# [Instructions for the task]
Output, as a JSON list of strings, every line of the records below from the line containing "Mark one point per instance of the brown" through the end of the records, one string per line and no blank lines.

# [Exercise material]
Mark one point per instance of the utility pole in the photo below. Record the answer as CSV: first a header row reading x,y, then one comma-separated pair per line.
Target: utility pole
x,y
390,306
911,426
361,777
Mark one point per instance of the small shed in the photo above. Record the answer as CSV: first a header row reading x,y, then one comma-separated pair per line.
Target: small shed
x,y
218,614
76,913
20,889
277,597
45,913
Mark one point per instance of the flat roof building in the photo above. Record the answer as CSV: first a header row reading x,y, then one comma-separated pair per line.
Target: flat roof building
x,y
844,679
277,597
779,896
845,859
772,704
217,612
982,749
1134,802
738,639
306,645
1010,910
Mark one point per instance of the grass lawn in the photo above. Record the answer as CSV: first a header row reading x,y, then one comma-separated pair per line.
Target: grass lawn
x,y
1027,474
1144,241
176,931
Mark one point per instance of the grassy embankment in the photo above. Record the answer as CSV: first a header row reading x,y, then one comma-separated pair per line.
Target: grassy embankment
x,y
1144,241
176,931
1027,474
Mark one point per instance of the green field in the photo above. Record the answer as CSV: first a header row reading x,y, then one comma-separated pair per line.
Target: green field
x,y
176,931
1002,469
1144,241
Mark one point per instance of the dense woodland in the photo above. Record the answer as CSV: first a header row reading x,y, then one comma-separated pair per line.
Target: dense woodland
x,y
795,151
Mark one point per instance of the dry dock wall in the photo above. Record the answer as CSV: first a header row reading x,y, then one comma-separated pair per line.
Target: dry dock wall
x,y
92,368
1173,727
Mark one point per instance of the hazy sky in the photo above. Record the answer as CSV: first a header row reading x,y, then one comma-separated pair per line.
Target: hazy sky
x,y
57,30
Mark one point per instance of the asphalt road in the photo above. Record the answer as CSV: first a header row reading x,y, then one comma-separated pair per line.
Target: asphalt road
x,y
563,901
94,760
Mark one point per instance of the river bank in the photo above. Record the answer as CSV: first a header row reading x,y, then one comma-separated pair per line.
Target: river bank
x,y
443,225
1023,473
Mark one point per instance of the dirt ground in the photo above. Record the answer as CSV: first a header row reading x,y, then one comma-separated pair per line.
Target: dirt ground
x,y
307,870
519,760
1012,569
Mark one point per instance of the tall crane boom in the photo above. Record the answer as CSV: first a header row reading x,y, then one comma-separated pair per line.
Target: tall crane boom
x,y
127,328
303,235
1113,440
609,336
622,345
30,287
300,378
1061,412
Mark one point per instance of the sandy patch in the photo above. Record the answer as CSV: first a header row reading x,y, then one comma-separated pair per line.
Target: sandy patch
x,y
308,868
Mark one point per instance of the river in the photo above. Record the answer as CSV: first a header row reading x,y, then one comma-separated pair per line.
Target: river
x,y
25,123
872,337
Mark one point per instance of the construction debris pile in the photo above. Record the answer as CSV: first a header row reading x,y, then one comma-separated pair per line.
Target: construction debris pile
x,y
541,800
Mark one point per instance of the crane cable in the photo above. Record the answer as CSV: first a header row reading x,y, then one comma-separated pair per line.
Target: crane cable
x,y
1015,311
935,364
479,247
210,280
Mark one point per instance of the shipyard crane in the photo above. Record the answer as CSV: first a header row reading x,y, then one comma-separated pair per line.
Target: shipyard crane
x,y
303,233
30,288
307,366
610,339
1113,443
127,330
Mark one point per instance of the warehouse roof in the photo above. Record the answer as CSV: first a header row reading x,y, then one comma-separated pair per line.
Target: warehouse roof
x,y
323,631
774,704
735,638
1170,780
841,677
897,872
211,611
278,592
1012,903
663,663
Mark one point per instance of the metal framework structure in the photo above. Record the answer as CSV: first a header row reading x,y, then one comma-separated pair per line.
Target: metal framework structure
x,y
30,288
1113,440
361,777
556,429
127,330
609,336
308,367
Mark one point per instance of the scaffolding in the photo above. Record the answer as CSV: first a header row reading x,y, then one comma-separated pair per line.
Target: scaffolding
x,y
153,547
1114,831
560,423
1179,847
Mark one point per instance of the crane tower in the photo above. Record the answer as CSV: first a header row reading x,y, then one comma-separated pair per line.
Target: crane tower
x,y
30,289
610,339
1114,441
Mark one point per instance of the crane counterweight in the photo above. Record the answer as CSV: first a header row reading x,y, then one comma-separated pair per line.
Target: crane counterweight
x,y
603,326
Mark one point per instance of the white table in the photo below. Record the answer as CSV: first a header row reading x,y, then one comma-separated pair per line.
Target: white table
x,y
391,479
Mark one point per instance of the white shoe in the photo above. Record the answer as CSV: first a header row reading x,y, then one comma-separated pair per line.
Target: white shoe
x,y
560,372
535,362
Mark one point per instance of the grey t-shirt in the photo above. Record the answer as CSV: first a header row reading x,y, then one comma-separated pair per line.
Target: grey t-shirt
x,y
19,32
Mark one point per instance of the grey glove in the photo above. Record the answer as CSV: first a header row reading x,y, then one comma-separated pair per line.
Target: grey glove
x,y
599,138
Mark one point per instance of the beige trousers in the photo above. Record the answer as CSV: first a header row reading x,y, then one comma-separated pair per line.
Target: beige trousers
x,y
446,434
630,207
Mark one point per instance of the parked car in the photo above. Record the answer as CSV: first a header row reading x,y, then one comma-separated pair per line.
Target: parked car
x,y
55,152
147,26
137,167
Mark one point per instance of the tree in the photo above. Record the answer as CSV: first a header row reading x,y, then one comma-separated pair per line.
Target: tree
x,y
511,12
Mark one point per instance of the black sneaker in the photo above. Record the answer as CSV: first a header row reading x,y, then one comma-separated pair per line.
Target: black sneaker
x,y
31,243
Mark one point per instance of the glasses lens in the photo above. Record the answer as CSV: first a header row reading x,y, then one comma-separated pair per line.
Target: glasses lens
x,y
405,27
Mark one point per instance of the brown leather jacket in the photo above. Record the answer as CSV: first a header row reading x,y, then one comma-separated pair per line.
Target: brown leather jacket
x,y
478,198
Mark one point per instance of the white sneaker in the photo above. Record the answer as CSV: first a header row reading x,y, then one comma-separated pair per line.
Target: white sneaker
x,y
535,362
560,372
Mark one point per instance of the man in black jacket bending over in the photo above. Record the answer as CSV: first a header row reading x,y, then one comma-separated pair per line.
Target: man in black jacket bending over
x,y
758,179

# [Right answer]
[
  "Mark one point per instance of the brown leather jacket in the photo above. Record the answer as CSV: first a header row reading x,y, then one comma-separated pair per line.",
  "Target: brown leather jacket",
  "x,y",
  "478,198",
  "Mark one point per instance of the white sneaker in the photo above. Record the answer as CSV: first a header row reading x,y, then one comma-separated pair per line.",
  "Target: white sneaker",
  "x,y",
  "535,362",
  "560,372",
  "Mark one point per instance of the man in black jacket bending over in the photo above. Record the answer as CSV: first a header row reading x,y, then one comma-separated pair per line.",
  "Target: man in black jacket bending over",
  "x,y",
  "758,179"
]